• [Objective]: Rewrite the lines of the data below from the line containing "vehicle in the photo above." through the line containing "safety vest in the photo above.", both included, keeping the requests unchanged. Scale every coordinate in the answers by multiplying it by 0.2 and rounding to a whole number, with halves rounded up.

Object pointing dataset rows
□ □ □ □
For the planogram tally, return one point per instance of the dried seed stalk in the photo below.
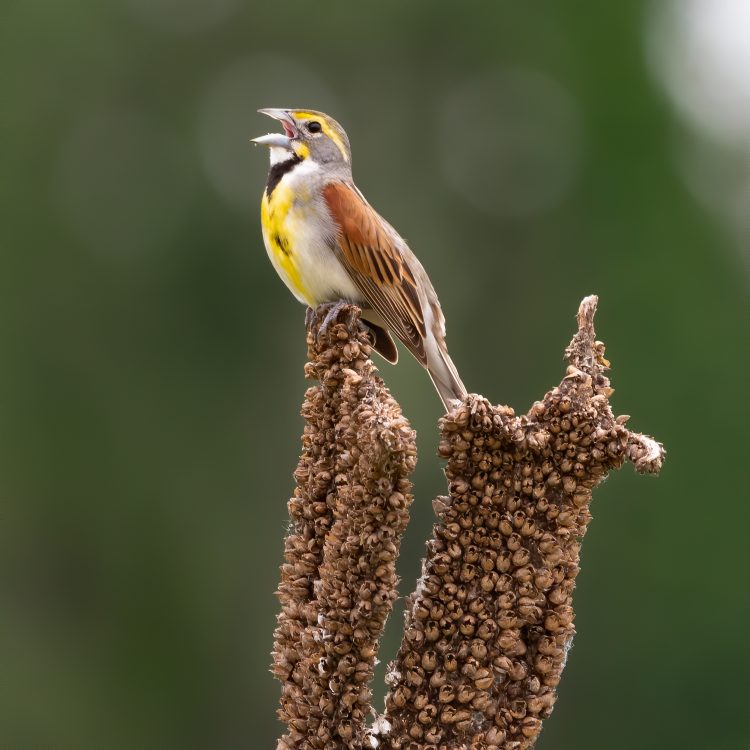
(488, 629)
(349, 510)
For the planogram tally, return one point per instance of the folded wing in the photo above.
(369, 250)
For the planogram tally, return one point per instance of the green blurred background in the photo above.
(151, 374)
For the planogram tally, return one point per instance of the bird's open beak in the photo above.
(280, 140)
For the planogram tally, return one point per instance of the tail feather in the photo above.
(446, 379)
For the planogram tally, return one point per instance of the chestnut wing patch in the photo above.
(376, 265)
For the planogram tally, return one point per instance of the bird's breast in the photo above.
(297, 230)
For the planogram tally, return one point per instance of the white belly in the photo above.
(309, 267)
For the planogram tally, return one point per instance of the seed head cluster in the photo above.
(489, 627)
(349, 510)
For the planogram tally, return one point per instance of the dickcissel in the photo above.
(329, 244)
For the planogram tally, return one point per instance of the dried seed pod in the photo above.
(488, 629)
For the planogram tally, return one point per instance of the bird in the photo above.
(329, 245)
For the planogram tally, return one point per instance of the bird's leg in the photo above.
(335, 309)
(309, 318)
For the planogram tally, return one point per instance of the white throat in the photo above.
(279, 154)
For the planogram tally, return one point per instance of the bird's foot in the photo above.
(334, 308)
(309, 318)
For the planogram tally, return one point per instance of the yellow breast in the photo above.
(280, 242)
□ □ □ □
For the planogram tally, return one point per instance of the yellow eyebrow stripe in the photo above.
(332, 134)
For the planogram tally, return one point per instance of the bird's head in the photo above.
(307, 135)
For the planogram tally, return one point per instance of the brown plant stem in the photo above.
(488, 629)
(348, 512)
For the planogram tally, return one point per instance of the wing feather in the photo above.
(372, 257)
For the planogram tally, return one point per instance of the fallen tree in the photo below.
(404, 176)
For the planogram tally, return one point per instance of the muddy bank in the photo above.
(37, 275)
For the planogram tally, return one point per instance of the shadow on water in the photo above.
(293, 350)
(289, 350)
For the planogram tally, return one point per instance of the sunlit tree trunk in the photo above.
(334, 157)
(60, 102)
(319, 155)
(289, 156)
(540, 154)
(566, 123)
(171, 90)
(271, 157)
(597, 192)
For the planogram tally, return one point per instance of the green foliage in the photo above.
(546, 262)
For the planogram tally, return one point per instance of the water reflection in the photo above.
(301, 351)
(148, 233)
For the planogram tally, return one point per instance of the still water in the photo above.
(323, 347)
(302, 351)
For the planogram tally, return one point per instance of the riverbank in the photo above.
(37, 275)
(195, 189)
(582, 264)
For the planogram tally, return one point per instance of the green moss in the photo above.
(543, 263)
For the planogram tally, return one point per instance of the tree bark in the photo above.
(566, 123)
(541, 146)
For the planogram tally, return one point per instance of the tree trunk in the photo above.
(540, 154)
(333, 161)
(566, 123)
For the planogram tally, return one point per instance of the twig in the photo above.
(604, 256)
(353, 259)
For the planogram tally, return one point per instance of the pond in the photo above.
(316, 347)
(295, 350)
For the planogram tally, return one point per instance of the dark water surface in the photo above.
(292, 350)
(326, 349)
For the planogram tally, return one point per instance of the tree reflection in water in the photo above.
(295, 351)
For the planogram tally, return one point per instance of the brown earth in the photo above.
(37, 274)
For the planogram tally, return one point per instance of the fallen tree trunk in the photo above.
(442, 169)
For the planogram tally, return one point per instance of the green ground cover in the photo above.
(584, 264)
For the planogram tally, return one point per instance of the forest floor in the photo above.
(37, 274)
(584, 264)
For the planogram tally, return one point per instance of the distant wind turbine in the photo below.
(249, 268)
□ □ □ □
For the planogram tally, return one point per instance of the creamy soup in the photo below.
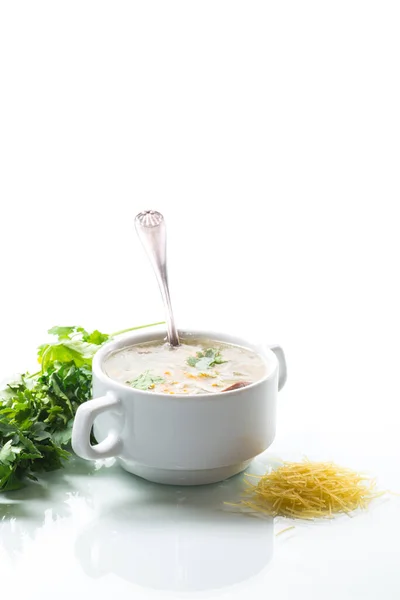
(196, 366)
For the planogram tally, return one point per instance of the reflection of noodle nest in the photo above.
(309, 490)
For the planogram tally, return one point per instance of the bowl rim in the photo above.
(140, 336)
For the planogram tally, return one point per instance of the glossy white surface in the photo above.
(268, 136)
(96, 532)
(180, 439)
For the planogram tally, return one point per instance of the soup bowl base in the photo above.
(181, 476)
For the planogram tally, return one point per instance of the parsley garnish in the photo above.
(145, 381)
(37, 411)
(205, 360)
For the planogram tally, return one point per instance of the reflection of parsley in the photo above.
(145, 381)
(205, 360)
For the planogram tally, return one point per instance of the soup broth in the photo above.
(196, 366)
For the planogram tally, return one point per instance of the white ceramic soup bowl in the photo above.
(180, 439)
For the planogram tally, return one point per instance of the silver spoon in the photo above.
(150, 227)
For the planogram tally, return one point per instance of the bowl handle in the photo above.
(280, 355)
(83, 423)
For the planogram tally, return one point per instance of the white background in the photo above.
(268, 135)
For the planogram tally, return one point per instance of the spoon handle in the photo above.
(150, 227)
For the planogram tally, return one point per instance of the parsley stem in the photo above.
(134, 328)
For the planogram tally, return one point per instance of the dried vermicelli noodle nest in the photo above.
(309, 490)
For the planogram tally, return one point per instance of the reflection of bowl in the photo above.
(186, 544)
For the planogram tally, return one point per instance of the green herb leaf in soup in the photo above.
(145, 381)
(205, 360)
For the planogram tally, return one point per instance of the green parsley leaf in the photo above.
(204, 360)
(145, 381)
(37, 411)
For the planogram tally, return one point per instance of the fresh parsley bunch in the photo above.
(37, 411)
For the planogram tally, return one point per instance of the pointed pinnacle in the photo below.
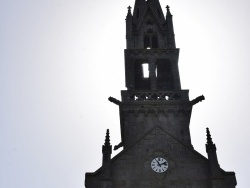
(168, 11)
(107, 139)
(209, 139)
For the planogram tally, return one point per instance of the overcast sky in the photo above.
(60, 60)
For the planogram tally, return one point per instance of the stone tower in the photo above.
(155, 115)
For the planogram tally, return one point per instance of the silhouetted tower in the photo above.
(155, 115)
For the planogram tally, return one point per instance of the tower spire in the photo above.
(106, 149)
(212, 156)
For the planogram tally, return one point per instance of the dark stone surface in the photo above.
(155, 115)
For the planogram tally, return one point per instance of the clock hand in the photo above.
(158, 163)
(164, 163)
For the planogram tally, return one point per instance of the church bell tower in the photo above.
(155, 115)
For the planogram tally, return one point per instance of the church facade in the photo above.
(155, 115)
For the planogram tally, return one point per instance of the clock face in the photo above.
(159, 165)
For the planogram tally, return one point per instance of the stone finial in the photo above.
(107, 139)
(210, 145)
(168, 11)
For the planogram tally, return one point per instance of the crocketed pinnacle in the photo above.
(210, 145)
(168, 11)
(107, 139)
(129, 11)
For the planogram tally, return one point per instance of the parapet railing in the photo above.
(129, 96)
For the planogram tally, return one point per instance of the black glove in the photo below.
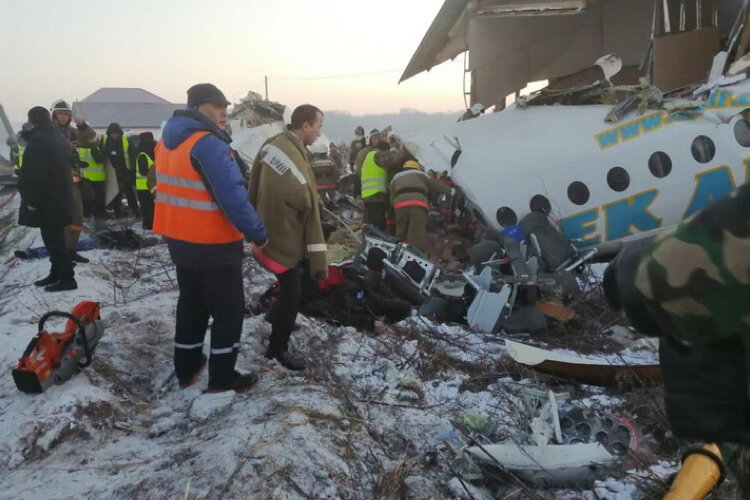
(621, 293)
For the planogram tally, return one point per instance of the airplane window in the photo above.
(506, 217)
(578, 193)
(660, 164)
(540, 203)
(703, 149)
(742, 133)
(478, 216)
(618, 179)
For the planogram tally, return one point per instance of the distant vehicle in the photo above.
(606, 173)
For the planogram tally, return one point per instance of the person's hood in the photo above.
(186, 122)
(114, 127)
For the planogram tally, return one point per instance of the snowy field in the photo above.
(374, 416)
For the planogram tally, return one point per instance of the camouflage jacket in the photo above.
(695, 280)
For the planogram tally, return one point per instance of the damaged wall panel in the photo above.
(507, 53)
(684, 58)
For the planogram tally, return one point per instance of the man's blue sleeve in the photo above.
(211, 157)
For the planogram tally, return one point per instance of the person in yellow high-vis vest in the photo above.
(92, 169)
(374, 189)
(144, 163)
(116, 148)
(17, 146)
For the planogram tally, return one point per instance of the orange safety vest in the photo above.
□ □ □ □
• [Task response]:
For the planogram tally, return one point per instance of the distant vehicle in the photo above.
(121, 35)
For the planogram tally, return one point per instance of the person's hood in the photo above.
(37, 24)
(23, 25)
For the planogram tally, return one point per instance of the snowy field in the photo above.
(75, 83)
For the planogram tally, return one point per instance of the camouflage jacket in the photo above.
(139, 56)
For the planogram tally, return one point per instance of the damaged wall panel in the photo above.
(101, 11)
(137, 12)
For the planogram tally, return one point per instance of the man's blue sleeve in the photo above.
(42, 31)
For the planogram tally, return one point per instance of the person in yellow high-vis vest in the photo above.
(18, 34)
(75, 38)
(29, 33)
(23, 30)
(3, 29)
For the planogram tally, return one point per instance of the orange safety vest in the photo above.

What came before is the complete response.